_REQUIRED ACTION_
Print exactly the lines from the one that contains "left=64, top=121, right=1485, bottom=406" through the final line of the entries below, both included, and nothing else; omit the pictures.

Stored data entries:

=== Section Start ===

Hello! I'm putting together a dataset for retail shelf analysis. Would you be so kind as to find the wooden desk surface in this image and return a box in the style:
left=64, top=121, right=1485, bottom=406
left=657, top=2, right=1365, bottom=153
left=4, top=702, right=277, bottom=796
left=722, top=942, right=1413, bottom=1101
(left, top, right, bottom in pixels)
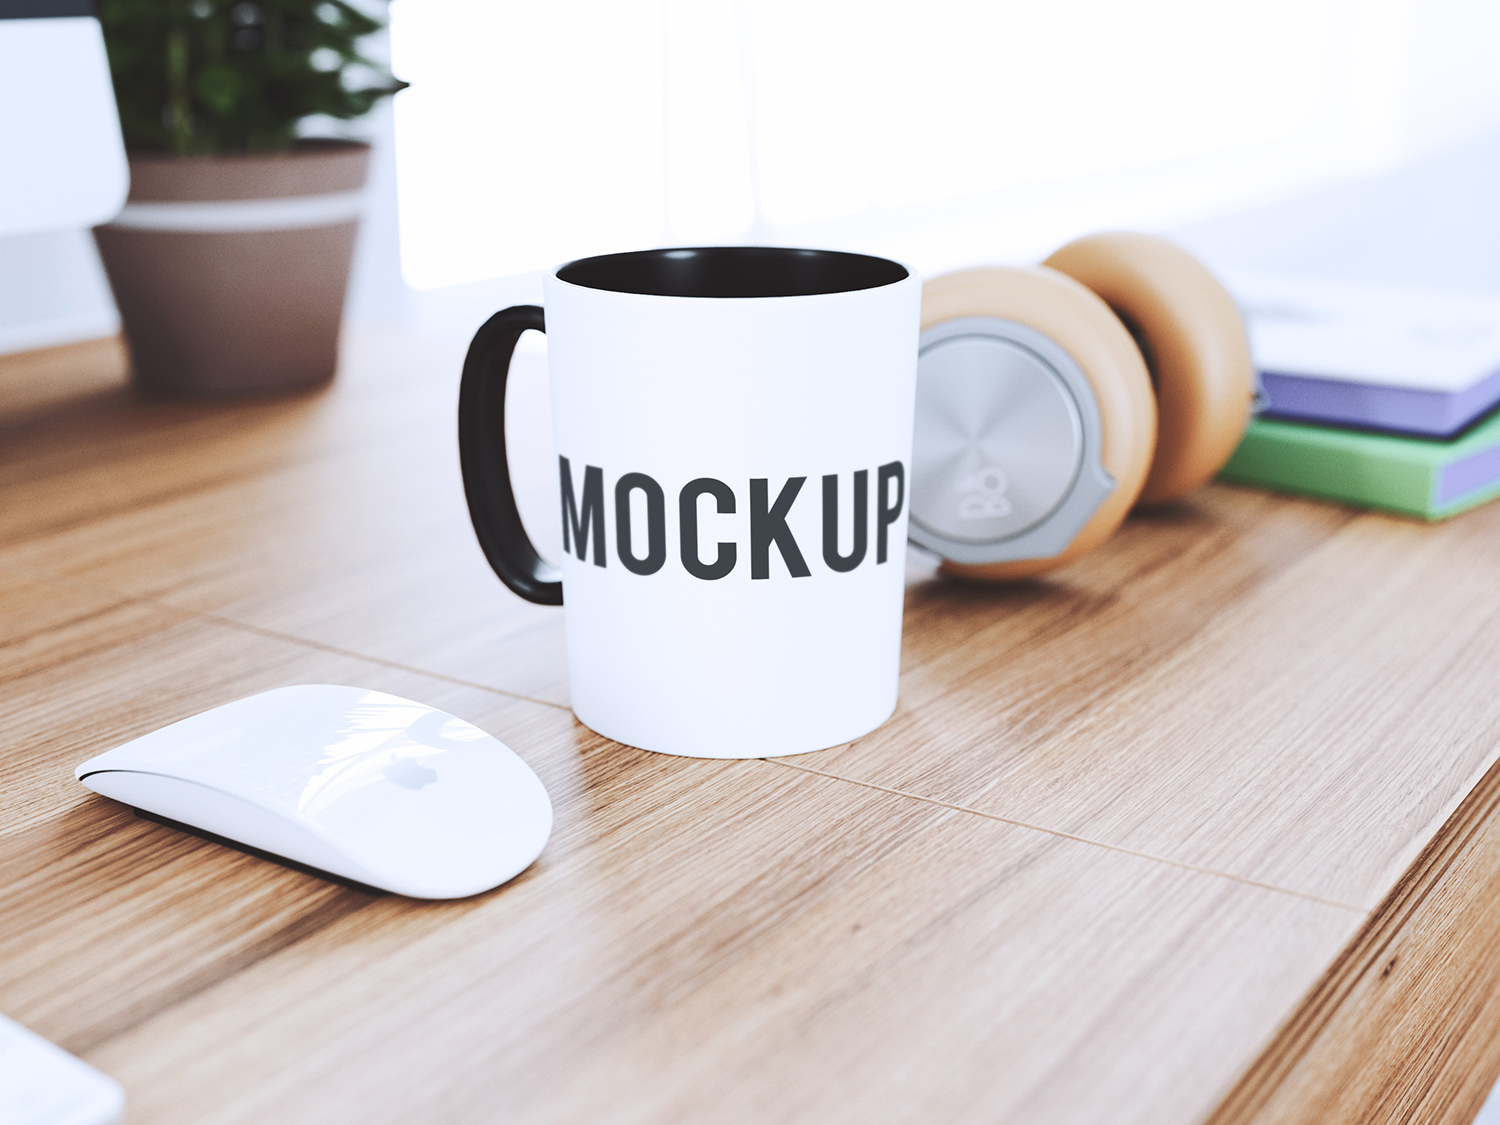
left=4, top=333, right=1500, bottom=1125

=== Section End ===

_REPLY_
left=64, top=121, right=1485, bottom=406
left=657, top=2, right=1365, bottom=153
left=4, top=702, right=277, bottom=796
left=722, top=942, right=1413, bottom=1101
(left, top, right, bottom in pixels)
left=4, top=333, right=1500, bottom=1125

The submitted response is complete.